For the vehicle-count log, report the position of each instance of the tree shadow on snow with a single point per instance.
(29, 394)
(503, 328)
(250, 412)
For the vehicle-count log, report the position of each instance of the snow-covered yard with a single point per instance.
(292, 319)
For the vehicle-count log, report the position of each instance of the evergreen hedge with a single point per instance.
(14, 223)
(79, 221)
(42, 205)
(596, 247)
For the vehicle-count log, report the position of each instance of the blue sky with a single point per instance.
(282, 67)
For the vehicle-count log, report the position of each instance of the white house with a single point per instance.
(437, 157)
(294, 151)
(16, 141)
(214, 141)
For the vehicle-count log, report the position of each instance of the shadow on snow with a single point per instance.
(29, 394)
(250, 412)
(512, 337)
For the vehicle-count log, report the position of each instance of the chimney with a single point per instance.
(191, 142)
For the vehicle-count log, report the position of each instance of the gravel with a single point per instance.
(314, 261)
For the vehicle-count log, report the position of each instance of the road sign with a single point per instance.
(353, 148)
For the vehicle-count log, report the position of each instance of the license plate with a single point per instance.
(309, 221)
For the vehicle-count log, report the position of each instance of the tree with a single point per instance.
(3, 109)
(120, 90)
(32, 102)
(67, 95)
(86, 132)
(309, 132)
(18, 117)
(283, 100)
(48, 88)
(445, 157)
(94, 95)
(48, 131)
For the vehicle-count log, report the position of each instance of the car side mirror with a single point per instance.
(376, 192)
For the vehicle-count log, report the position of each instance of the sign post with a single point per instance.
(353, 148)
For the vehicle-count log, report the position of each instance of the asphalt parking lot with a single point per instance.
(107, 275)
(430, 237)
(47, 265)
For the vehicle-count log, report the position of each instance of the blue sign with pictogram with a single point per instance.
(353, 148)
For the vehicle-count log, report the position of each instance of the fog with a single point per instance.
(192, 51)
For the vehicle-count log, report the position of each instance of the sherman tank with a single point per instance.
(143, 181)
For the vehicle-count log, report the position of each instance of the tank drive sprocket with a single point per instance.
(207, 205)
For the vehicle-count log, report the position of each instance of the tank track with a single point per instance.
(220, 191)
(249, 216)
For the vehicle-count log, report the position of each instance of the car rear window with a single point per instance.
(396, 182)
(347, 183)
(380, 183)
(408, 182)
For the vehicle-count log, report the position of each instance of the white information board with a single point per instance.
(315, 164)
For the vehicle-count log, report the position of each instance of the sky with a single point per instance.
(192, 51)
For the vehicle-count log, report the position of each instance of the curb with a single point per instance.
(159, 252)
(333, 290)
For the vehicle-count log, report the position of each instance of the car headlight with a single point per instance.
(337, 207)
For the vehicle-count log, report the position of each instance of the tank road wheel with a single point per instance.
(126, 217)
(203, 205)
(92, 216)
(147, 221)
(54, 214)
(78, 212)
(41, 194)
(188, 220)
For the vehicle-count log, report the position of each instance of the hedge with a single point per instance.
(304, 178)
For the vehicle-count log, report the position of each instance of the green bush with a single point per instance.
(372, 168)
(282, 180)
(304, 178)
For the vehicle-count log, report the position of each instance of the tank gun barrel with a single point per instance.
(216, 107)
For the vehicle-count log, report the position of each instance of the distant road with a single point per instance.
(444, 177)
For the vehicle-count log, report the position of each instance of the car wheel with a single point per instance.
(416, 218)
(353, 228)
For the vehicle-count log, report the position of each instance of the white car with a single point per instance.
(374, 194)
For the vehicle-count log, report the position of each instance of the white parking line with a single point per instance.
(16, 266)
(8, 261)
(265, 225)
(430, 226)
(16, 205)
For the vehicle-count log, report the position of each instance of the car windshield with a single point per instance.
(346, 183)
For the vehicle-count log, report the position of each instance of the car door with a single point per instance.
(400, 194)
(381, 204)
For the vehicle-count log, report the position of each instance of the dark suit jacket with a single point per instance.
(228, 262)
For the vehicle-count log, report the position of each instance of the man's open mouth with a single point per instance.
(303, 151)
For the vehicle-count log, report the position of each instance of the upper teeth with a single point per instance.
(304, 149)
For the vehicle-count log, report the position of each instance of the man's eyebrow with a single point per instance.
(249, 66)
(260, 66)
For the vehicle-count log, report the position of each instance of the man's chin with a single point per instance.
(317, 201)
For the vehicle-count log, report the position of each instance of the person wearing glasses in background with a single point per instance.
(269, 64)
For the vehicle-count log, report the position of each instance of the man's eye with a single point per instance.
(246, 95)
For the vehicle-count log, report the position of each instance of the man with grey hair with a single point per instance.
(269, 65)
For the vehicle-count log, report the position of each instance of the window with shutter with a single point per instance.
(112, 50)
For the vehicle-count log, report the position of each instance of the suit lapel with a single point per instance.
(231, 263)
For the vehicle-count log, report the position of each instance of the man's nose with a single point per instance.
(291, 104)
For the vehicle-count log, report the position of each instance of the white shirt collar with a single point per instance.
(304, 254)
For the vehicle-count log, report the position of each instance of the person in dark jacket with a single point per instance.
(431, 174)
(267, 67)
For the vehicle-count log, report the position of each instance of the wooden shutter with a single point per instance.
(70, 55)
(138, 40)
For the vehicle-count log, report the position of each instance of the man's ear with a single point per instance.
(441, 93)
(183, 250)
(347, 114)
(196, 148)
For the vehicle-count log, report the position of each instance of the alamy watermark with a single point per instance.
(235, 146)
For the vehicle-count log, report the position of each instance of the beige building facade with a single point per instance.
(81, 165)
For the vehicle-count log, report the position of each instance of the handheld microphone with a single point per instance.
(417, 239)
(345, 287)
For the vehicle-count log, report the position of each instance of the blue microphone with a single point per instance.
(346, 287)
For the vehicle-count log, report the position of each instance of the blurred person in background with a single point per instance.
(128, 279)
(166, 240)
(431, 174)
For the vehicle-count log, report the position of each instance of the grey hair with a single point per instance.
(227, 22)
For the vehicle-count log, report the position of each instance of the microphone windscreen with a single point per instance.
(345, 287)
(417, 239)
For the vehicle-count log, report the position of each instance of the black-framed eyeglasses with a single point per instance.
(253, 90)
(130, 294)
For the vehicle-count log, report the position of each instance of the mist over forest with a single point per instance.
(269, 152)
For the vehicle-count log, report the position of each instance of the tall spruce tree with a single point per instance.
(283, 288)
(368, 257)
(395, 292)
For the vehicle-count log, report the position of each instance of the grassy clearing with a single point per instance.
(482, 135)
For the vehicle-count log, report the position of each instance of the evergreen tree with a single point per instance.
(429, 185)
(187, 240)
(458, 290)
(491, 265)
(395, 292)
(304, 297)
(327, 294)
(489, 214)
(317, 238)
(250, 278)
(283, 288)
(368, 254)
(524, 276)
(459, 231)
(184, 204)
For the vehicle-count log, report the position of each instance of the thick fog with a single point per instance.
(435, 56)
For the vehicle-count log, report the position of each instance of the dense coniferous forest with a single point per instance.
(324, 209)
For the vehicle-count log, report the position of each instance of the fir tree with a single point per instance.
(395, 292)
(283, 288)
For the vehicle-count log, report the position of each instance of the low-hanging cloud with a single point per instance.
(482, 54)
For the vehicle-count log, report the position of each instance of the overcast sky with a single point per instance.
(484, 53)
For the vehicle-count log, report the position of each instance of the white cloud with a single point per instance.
+ + + +
(BRIEF)
From the first line to the last, return the data above exactly.

(RESULT OF THIS TASK)
For the vehicle-count log, report the position of each instance of the tree shadow on snow with a single point per instance.
(29, 394)
(503, 328)
(250, 412)
For the vehicle-count log, report the position of each instance of the snow-covered yard with a single point per instance.
(292, 319)
For the vehicle-count log, report the position of each instance of the evergreen hedge with a single point per instance.
(14, 223)
(79, 221)
(42, 205)
(596, 247)
For the vehicle-count log, report the position of each instance of the blue sky with a single point per instance.
(282, 67)
For the vehicle-count log, report the position of each instance of the white house with a single point per instance.
(437, 157)
(294, 151)
(16, 141)
(214, 141)
For the vehicle-count log, report the position of each instance of the shadow on snow with a single point per instance.
(29, 394)
(250, 412)
(512, 337)
For the vehicle-count log, report the position of each instance of the chimney with a single point per instance.
(191, 142)
For the vehicle-count log, report the position of each instance of the gravel with a single point per instance.
(314, 261)
For the vehicle-count log, report the position of each instance of the road sign with a single point per instance.
(353, 148)
For the vehicle-count log, report the position of each instance of the license plate with a single point per instance.
(309, 221)
For the vehicle-count log, report the position of each instance of the tree with a single point per instance.
(3, 109)
(120, 90)
(32, 102)
(67, 95)
(86, 132)
(309, 132)
(18, 117)
(283, 100)
(48, 88)
(445, 157)
(94, 95)
(48, 131)
For the vehicle-count log, report the position of each instance of the car side mirror with a single point per instance.
(376, 192)
For the vehicle-count log, report the position of each instance of the sign post with a single point per instance.
(353, 148)
For the vehicle-count log, report the position of each instance of the asphalt parking lot with a single point per instance.
(107, 275)
(430, 237)
(47, 265)
For the vehicle-count log, report the position of each instance of the blue sign with pictogram with a single point per instance.
(353, 148)
For the vehicle-count log, report the position of each instance of the fog with a single point per instance.
(192, 51)
For the vehicle-count log, report the position of each instance of the sherman tank with a single point per instance.
(143, 181)
For the vehicle-count log, report the position of each instance of the tank drive sprocket with a single point per instance.
(207, 205)
For the vehicle-count log, report the position of each instance of the tank track with a single point per instance.
(220, 191)
(249, 216)
For the vehicle-count log, report the position of each instance of the car rear window with a single point per instance.
(396, 182)
(347, 183)
(380, 183)
(408, 182)
For the vehicle-count log, report the position of each instance of the white information board with a single point per instance.
(315, 164)
For the vehicle-count log, report the position of each instance of the sky with a single point per instance.
(192, 51)
For the vehicle-count log, report the position of each instance of the curb with a single point per instance.
(159, 252)
(333, 290)
For the vehicle-count log, report the position of each instance of the car headlight with a single point per instance.
(337, 207)
For the vehicle-count log, report the position of each instance of the tank road wheel with a single point per instance.
(126, 217)
(203, 205)
(92, 216)
(147, 221)
(54, 214)
(78, 212)
(41, 194)
(188, 220)
For the vehicle-count log, report the position of each instance of the hedge with a single point per instance.
(304, 178)
For the vehicle-count log, report the position of each instance of the green bush with a single point per instance.
(372, 168)
(282, 180)
(304, 178)
For the vehicle-count log, report the position of each instance of the tank gun barrel with a single point per instance.
(216, 107)
For the vehicle-count log, report the position of each instance of the distant road with a single point per instance.
(444, 177)
For the vehicle-count log, report the position of each instance of the car wheel with a single point per instance.
(416, 218)
(353, 228)
For the vehicle-count log, report the position of each instance of the white car with a single point per instance.
(374, 194)
For the vehicle-count log, report the position of each instance of the white parking line with a single point per instance.
(16, 266)
(8, 261)
(265, 225)
(430, 226)
(16, 205)
For the vehicle-count log, report the position of each instance of the car windshield with a single point per instance.
(346, 183)
For the vehicle-count log, report the position of each instance of the car door with a single point per instance.
(400, 194)
(381, 204)
For the vehicle-count log, report the position of each instance of the dark suit jacket with a single point per instance.
(228, 262)
For the vehicle-count log, report the position of each instance of the man's open mouth with a single point per instance.
(303, 151)
For the vehicle-count log, report the position of each instance of the upper teeth with a single point per instance.
(304, 149)
For the vehicle-count log, report the position of each instance of the man's eyebrow with a single point per instance.
(249, 66)
(260, 66)
For the vehicle-count log, report the position of each instance of the man's chin with a single point per instance.
(317, 201)
For the vehicle-count log, report the position of each instance of the person wearing glasses in background with a single point per instance.
(269, 64)
For the vehicle-count log, report the position of each instance of the man's eye with a single point per instance.
(246, 95)
For the vehicle-count log, report the position of each instance of the man with grey hair with a single point per instance.
(269, 65)
For the vehicle-count log, report the position of each instance of the window with shutter with a single point per instance.
(112, 50)
For the vehicle-count log, report the position of each instance of the suit lapel with a single point per instance.
(231, 263)
For the vehicle-count log, report the position of each instance of the man's nose with a single point per instance.
(291, 104)
For the vehicle-count log, report the position of each instance of the white shirt collar with a single point per instance.
(304, 254)
For the vehicle-count log, report the position of each instance of the person in dark jacket with a single point per instance.
(431, 174)
(267, 67)
For the vehicle-count log, report the position of each instance of the wooden shutter with a single point per instance.
(70, 55)
(138, 40)
For the vehicle-count log, report the position of each instance of the man's ear with a single point per instance.
(441, 93)
(183, 250)
(347, 114)
(196, 148)
For the vehicle-count log, report the position of each instance of the alamy watermark with a single point per instance.
(235, 146)
For the vehicle-count log, report the position of each instance of the beige building facade with a single point per instance.
(81, 165)
For the vehicle-count log, report the position of each instance of the handheld microphone with a single point per instance.
(417, 239)
(345, 287)
For the vehicle-count log, report the position of each instance of the blue microphone with a single point per instance.
(346, 287)
For the vehicle-count log, report the position of each instance of the blurred person in background with a single point per instance.
(128, 279)
(166, 240)
(431, 174)
For the vehicle-count log, report the position of each instance of the grey hair with a single point per instance.
(227, 22)
For the vehicle-count log, report the position of each instance of the microphone windscreen with a single point per instance.
(345, 287)
(417, 239)
For the vehicle-count log, report the position of each instance of the black-framed eyeglasses with a single point per instance.
(253, 90)
(130, 294)
For the vehicle-count log, report the position of each instance of the mist over forest with a single point per instance.
(269, 152)
For the vehicle-count log, report the position of each instance of the tall spruce tree with a single point per instance.
(283, 288)
(368, 257)
(395, 292)
For the vehicle-count log, report the position of each instance of the grassy clearing with a single point per instance.
(482, 135)
For the vehicle-count log, report the position of each instance of the evergreen tree with a single point per instance.
(429, 185)
(187, 240)
(458, 290)
(491, 265)
(395, 292)
(304, 297)
(327, 294)
(489, 214)
(317, 238)
(250, 278)
(283, 288)
(368, 254)
(524, 276)
(459, 231)
(184, 204)
For the vehicle-count log, report the position of each instance of the thick fog with a single point per instance.
(435, 56)
For the vehicle-count log, report the position of each instance of the dense coniferous forest with a single point per instance.
(324, 209)
For the vehicle-count log, report the position of each instance of the fir tree with a single point per instance.
(395, 292)
(283, 288)
For the vehicle-count log, report the position of each instance of the low-hanging cloud with a single point per instance.
(482, 54)
For the vehicle-count log, report the position of each instance of the overcast sky with a single point per instance.
(484, 53)
For the vehicle-count log, report the position of each instance of the white cloud with a single point per instance.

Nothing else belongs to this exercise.